**To do**
Make an exact copy of the entries that come next.
Material for this exercise section start
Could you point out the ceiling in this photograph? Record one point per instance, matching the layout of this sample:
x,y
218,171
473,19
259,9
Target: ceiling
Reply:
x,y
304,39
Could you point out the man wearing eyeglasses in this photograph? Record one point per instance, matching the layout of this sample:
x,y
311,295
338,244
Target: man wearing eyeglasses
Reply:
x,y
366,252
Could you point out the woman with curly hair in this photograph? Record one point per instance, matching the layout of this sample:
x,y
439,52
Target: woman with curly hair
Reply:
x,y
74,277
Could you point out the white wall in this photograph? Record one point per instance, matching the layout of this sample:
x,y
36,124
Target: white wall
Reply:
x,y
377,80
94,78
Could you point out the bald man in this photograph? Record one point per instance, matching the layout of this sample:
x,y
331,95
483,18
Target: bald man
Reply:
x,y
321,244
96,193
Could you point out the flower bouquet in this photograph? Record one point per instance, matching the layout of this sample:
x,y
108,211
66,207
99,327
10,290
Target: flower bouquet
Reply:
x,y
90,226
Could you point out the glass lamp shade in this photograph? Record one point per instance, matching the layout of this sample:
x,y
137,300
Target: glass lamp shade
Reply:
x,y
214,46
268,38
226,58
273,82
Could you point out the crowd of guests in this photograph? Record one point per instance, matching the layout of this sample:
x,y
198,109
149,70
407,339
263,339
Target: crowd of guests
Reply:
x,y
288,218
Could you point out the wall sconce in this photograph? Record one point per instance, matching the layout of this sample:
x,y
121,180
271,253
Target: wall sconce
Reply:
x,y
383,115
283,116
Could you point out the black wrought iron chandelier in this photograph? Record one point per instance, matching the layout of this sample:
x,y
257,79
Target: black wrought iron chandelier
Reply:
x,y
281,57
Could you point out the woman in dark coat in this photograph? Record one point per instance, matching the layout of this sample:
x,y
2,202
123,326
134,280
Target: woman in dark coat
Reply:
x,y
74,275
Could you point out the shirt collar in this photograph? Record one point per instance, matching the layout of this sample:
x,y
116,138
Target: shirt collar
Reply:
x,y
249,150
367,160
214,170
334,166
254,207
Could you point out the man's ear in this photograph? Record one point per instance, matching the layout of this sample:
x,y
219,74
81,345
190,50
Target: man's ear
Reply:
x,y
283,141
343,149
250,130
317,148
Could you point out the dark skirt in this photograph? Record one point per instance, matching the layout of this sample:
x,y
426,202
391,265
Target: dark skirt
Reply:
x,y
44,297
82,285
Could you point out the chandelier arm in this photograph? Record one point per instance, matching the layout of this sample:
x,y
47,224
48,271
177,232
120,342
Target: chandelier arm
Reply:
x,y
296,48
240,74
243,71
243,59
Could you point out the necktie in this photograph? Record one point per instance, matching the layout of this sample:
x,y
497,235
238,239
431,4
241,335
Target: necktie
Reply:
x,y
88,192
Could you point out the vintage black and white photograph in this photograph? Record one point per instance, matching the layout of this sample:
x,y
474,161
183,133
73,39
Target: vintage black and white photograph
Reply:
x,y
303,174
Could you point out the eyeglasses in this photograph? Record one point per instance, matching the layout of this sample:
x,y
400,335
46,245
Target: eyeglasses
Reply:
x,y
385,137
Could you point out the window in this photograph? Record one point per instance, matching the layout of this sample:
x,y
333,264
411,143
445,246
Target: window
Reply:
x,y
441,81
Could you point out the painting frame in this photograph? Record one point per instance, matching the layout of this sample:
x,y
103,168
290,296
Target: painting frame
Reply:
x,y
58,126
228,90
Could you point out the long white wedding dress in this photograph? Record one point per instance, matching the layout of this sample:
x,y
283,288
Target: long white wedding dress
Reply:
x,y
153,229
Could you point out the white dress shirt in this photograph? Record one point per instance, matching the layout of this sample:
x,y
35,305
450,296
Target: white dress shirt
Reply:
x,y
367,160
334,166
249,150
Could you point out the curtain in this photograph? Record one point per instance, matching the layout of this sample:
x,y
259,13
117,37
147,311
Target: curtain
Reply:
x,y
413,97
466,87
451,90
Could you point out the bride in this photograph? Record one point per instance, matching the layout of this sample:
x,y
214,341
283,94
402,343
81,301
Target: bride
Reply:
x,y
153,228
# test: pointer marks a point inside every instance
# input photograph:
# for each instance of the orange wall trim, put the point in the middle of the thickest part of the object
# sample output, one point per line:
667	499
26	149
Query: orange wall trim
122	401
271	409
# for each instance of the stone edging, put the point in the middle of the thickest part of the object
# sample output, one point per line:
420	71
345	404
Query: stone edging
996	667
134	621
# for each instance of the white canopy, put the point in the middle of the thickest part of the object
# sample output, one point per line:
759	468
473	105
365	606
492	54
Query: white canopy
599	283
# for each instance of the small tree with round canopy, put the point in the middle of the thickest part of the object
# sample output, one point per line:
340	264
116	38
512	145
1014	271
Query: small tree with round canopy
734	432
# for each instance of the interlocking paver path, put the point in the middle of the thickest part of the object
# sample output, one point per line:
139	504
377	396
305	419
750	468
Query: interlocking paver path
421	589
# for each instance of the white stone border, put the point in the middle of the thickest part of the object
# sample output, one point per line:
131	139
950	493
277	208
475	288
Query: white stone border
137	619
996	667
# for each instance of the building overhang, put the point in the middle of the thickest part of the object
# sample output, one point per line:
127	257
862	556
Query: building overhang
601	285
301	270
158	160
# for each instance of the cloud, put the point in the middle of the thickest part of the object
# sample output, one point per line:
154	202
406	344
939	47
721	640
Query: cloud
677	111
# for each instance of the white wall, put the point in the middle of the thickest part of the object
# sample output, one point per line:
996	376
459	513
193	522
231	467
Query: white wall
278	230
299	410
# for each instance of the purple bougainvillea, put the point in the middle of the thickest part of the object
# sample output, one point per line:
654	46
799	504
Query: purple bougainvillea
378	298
Material for this exercise section end
**Answer section**
Could you point out the ceiling in this photograph? Record one point per instance, matching the layout of this sample:
x,y
218,171
473,19
259,9
Target: ceiling
Reply:
x,y
304,39
Could you point out the man wearing eyeglasses in this photograph? Record one point per instance, matching the layout of this sample:
x,y
311,295
338,244
Target: man wearing eyeglasses
Reply:
x,y
366,252
Could you point out the woman with curly hair in this photograph? Record one point per instance, matching the layout of this sample:
x,y
439,52
Target: woman with curly hair
Reply:
x,y
74,277
Could you point out the white wall in this photograph? Record one point per instance, matching the layout of this sample:
x,y
36,124
Target: white wall
Reply:
x,y
377,80
94,78
Could you point out the bald man in this photograph? Record one point per instance, matching the layout of this sample:
x,y
331,95
483,18
Target: bald man
Reply:
x,y
321,244
96,193
Could you point out the flower bouquet in this photograph? Record one point per instance, matching the layout of this sample:
x,y
108,211
66,207
99,327
10,290
Target: flower bouquet
Reply:
x,y
90,226
Could you point out the glass lamp shade in this photograph? Record one point per instance, matching the layout of this sample:
x,y
137,300
Target: glass lamp shade
Reply:
x,y
214,46
268,38
226,58
273,82
Could you point out the crowd of guests in this photograph? Record one point per instance, matching the layout of this sample:
x,y
198,109
149,70
407,339
263,339
Target: crowd of guests
Reply:
x,y
288,218
Could you point out the wall sconce in this photograph? Record one point per instance, matching the layout of this sample:
x,y
121,180
271,253
Target: wall sconce
Reply:
x,y
383,115
283,116
Could you point out the black wrought iron chandelier in this photograph? Record one point per instance, matching the layout of this sample:
x,y
257,79
Target: black wrought iron chandelier
Reply:
x,y
281,57
Could you point out the woman in dark coat in this photograph? Record one point per instance, matching the layout of this sample:
x,y
2,202
123,326
134,280
Target: woman in dark coat
Reply:
x,y
74,275
Could you point out the shirt collar in this photograph? Record one point per instance, matching the layout of this sample:
x,y
116,138
Target: shirt collar
Reply:
x,y
249,150
367,160
214,170
334,166
254,207
Could you point out the man's ear in this photograph? Record one point per instance, matching the layout of this sample:
x,y
219,74
81,345
190,50
Target: man's ear
Reply:
x,y
283,141
343,149
250,130
317,148
Could you point out the dark skirt in this photograph? Record one point per instance, matching the layout of this sample:
x,y
426,202
391,265
Target: dark skirt
Reply:
x,y
44,297
82,285
Could you point out the chandelier arm in this photograph? Record one point per instance, matching the layout of this sample:
x,y
47,224
48,271
177,232
120,342
Target: chandelier arm
Reply:
x,y
296,48
240,74
243,71
243,59
Could you point out the necktie in this photograph? Record one point per instance, matching the layout of this sample:
x,y
497,235
238,239
431,4
241,335
Target: necktie
Reply:
x,y
88,192
Could you point out the vintage black and white photograph in this photograph? Record one point per instance, matching the layout of this sample:
x,y
474,161
183,133
73,39
Target: vintage black and white photograph
Reply:
x,y
303,174
Could you point out the eyeglasses in this photograph? Record one point per instance, matching the layout of this sample:
x,y
400,335
46,245
Target: eyeglasses
Reply:
x,y
385,137
Could you point out the window in this photograph? Record one point per instance, matching the layout of this sample:
x,y
333,264
411,143
445,246
Target: window
Reply:
x,y
441,81
Could you point out the painting frame in this photograph? Record one point per instance, matching the layout of this sample:
x,y
103,168
290,296
Target: painting frame
Reply:
x,y
58,126
228,90
Could you point out the long white wedding dress in this photograph? Record one point per instance, matching the layout of this sample:
x,y
283,288
Target: long white wedding dress
Reply:
x,y
153,229
Could you point out the white dress shirt in this photograph? Record one point per instance, matching the layout of this sample:
x,y
35,305
450,296
Target: white dress shirt
Reply:
x,y
367,160
334,166
249,150
Could you point out the curtain in this photograph? Record one point per instance, matching the layout of this sample:
x,y
259,13
117,37
147,311
Target: curtain
Reply:
x,y
413,97
466,87
451,90
Could you point out the bride in this photograph? Record one point per instance, matching the layout of this sample:
x,y
214,341
283,94
402,343
81,301
Target: bride
Reply:
x,y
153,228
# test: pointer marks a point inside every instance
# input photograph:
# for each instance of the orange wall trim, put the point in the middle of the thickest part of the object
# sample output, one point per line:
667	499
26	149
Query: orange wall trim
122	401
271	409
# for each instance of the stone edging, put the point in the middle of the thickest part of the object
# sample output, one point per line:
420	71
345	404
Query: stone edging
996	667
134	621
# for each instance of the white canopy, put the point in the middle of the thickest part of the object
# sample output, one point per line:
759	468
473	105
365	606
492	54
Query: white canopy
599	283
# for each instance of the small tree with round canopy, put the point in the middle of the thickest part of the object
# sample output, one point per line:
340	264
116	38
512	145
1014	271
Query: small tree with round canopy
734	432
# for each instance of the interlocking paver path, put the point in the middle of the thickest part of the object
# sample output, one point per line:
139	504
377	396
305	419
750	468
Query: interlocking paver path
421	589
# for each instance of the white stone border, put the point in the middle of the thickest part of the object
# sample output, one point per line:
131	139
950	493
277	208
475	288
Query: white stone border
137	619
996	667
# for each instance of the building overhang, put the point in the middle of the thickest part of the object
# sample output, one point per line:
127	257
862	556
Query: building overhang
601	285
301	270
158	160
# for each instance of the cloud, put the point in the middle of the thickest part of the object
# sample output, one point per line:
154	202
406	344
939	47
721	640
Query: cloud
677	111
# for each instance of the white wall, put the point in the middle of the thickest part of the object
# sample output, one point per line:
996	376
459	513
193	522
231	467
Query: white wall
278	230
299	410
# for each instance of the purple bougainvillea, put the point in the middle of the thickest part of the object
# sample output, one point per line:
654	46
799	504
Query: purple bougainvillea
378	298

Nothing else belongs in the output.